**Exercise 1:**
List every person named in the PostgreSQL thread excerpt.
**Exercise 2:**
Continue the PostgreSQL thread excerpt from its final sentence.

**Source document:**
◆ ◆ ◆ ◆ ◆ ◆ ◆

How do we turn it on/off to allow the overhead to be measured?
--
Simon Riggs http://www.2ndQuadrant.com/
PostgreSQL Development, 24x7 Support, Training & Services
Simon Riggs <simon@2ndQuadrant.com> wrote:
How do we turn it on/off to allow the overhead to be measured?
User REPEATABLE READ transactions or SERIALIZABLE transactions. The
easiest way, if you're doing it for all transactions (which I
recommend) is to set default_transaction_isolation.
-Kevin
On Mon, Oct 10, 2011 at 3:59 PM, Kevin Grittner
<Kevin.Grittner@wicourts.gov> wrote:
I do have some concern about whether the performance improvements
from reduced LW locking contention elsewhere in the code may (in
whack-a-mole fashion) cause the percentages to go higher in SSI.
The biggest performance issues in some of the SSI benchmarks were on
LW lock contention, so those may become more noticeable as other
contention is reduced. I've been trying to follow along on the
threads regarding Robert's work in that area, with hopes of applying
some of the same techniques to SSI, but it's not clear whether I'll
have time to work on that for the 9.2 release. (It's actually
looking improbably at this point.)

◆ ◆ ◆ ◆ ◆ ◆ ◆

**Provided material:**
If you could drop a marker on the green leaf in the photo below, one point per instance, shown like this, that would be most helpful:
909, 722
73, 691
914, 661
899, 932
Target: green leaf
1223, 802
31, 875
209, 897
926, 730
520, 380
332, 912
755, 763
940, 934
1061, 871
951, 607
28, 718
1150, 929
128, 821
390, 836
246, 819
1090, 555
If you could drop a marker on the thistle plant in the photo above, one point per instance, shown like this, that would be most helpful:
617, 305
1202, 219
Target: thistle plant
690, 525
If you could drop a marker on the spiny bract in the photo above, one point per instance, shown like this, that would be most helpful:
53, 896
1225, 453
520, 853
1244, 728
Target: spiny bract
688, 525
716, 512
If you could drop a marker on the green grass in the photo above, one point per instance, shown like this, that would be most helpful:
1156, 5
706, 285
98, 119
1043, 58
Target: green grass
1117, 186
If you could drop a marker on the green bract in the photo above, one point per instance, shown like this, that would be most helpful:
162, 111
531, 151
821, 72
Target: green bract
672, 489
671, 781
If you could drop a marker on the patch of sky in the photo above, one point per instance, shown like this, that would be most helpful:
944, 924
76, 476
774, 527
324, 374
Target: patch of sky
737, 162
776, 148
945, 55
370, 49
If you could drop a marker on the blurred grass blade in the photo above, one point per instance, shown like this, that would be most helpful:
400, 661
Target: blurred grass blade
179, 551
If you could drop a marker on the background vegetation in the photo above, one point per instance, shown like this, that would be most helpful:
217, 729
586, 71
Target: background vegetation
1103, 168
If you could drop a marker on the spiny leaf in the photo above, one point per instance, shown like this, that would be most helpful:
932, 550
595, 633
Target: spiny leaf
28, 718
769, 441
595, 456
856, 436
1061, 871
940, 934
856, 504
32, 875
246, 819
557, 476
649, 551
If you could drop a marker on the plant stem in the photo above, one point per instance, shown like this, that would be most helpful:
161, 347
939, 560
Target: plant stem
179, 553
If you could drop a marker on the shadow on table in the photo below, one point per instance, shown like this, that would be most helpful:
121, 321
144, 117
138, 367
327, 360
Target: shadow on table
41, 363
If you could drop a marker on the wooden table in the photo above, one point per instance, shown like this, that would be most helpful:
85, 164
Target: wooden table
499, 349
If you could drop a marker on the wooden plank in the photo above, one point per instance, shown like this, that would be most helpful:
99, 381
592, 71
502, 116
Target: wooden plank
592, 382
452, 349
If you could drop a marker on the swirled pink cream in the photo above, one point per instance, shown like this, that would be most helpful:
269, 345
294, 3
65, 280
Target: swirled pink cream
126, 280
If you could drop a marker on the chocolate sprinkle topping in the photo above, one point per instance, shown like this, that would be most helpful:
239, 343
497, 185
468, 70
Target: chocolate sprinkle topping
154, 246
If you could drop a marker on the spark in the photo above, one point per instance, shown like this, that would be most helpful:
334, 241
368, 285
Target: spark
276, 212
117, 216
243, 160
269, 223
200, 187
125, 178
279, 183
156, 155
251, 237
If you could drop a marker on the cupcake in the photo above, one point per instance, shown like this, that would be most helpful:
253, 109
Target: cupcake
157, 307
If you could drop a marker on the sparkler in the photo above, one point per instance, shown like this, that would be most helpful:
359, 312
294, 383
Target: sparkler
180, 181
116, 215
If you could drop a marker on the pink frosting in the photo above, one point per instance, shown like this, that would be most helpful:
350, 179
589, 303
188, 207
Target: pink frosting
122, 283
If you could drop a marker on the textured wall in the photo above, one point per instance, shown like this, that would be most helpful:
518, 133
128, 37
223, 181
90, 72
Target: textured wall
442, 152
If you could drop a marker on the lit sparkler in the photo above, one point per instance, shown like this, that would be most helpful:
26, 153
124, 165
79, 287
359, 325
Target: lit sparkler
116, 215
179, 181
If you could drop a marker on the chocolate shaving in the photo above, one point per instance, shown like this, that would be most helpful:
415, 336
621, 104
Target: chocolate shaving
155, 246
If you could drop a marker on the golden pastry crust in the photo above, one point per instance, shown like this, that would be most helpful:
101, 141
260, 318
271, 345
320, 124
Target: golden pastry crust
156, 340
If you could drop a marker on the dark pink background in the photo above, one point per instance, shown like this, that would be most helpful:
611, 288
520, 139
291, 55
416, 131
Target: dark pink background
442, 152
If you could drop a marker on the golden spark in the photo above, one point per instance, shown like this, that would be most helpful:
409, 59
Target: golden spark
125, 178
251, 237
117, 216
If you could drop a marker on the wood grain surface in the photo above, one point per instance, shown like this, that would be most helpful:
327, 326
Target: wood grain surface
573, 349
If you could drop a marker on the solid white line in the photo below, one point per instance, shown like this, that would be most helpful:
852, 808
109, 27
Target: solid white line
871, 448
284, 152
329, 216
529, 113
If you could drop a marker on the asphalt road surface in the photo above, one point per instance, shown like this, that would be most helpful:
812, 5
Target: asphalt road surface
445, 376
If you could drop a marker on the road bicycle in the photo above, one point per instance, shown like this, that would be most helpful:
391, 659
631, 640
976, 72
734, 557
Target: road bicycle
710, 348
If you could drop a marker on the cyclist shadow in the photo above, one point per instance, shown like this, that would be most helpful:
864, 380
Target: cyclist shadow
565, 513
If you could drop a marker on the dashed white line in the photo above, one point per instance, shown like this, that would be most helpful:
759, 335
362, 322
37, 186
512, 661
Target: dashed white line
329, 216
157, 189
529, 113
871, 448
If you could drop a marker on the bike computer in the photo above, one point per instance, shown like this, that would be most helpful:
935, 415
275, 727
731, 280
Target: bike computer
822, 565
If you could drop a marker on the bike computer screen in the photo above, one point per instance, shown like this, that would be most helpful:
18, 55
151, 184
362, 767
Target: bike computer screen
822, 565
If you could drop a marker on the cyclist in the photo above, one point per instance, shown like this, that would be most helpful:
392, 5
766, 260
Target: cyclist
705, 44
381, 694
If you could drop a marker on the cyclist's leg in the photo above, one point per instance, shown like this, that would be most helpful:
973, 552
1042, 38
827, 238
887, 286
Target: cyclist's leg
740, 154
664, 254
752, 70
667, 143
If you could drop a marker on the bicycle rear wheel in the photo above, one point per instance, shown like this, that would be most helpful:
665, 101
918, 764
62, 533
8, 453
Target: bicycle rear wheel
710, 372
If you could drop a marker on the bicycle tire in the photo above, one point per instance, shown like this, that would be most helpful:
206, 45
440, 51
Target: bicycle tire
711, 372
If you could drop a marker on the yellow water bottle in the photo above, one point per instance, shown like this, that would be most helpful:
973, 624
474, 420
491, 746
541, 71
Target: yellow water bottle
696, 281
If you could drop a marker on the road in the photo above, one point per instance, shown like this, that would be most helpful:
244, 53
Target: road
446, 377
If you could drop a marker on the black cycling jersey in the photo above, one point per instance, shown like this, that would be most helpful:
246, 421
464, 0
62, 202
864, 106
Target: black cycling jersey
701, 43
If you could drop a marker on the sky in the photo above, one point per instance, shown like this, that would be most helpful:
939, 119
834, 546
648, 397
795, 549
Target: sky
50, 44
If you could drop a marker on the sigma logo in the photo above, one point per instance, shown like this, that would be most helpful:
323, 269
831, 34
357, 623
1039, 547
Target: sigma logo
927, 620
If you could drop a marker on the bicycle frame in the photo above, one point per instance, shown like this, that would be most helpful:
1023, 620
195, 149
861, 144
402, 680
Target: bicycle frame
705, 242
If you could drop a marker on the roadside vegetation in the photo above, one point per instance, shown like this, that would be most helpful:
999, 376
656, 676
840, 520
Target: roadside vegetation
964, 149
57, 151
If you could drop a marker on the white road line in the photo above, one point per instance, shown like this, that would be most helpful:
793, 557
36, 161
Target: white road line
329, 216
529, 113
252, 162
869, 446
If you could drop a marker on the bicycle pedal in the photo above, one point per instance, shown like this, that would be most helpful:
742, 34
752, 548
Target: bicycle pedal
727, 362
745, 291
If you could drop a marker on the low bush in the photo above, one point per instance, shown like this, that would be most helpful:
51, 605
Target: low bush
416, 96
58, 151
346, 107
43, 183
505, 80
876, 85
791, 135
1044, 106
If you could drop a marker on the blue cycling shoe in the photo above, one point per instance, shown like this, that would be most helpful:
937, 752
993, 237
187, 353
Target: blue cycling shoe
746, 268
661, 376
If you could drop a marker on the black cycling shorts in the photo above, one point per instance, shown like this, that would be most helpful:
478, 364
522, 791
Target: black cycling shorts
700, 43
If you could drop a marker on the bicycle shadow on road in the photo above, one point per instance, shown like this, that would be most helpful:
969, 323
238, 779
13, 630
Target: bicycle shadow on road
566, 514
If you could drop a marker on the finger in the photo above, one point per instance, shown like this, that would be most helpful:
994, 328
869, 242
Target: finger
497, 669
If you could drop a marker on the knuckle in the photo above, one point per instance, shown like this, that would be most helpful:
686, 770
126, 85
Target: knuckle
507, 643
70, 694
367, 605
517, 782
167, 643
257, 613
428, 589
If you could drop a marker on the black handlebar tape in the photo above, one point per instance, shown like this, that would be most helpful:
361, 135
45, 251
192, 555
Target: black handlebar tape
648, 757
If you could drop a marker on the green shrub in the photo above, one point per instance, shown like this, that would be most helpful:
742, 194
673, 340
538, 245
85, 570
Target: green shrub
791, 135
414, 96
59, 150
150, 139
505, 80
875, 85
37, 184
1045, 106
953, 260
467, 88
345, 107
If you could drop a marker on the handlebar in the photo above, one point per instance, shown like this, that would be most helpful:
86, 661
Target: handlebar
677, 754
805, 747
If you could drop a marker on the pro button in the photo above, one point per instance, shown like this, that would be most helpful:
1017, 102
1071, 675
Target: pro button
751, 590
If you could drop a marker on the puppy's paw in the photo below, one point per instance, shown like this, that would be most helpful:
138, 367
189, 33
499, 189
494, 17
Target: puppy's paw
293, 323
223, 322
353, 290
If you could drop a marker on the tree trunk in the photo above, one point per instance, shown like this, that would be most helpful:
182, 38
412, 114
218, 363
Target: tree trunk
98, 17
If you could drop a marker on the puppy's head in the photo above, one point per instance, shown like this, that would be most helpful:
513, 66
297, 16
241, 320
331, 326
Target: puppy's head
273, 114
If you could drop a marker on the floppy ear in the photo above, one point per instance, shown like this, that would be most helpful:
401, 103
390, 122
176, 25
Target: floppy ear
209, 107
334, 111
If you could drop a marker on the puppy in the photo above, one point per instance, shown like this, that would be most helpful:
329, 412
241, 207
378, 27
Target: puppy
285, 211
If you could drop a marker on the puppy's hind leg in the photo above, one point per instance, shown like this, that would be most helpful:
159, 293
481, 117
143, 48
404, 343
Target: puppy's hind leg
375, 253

◆ ◆ ◆ ◆ ◆ ◆ ◆

**Task response 1:**
Simon Riggs, Kevin Grittner, Robert

**Task response 2:**
I ran my good old pgbench -S, scale factor 100, shared_buffers = 8GB
test on Nate Boley's box. I ran it on both 9.1 and 9.2dev, and at all
three isolation levels. As usual, I took the median of three 5-minute
runs, which I've generally found adequate to eliminate the noise. On
both 9.1 and 9.2dev, read committed and repeatable read have basically
identical performance; if anything, repeatable read may be slightly
better - which would make sense, if it cuts down the number of
snapshots taken.
Serializable mode is much slower on this test, though. On
REL9_1_STABLE, it's about 8% slower with a single client. At 8
clients, the difference rises to 43%, and at 32 clients, it's 51%
slower. On 9.2devel, raw performance is somewhat higher (e.g. +51% at
8 clients) but the performance when not using SSI has improved so much
that the performance gap between serializable and the other two
isolation levels is now huge: with 32 clients, in serializable mode,
the median result was 21114.577645 tps; in read committed,
218748.929692 tps - that is, read committed is running more than ten
times faster than serializable. Data are attached, in text form and
as a plot. I excluded the repeatable read results from the plot as
they just clutter it up - they're basically on top of the read
committed results.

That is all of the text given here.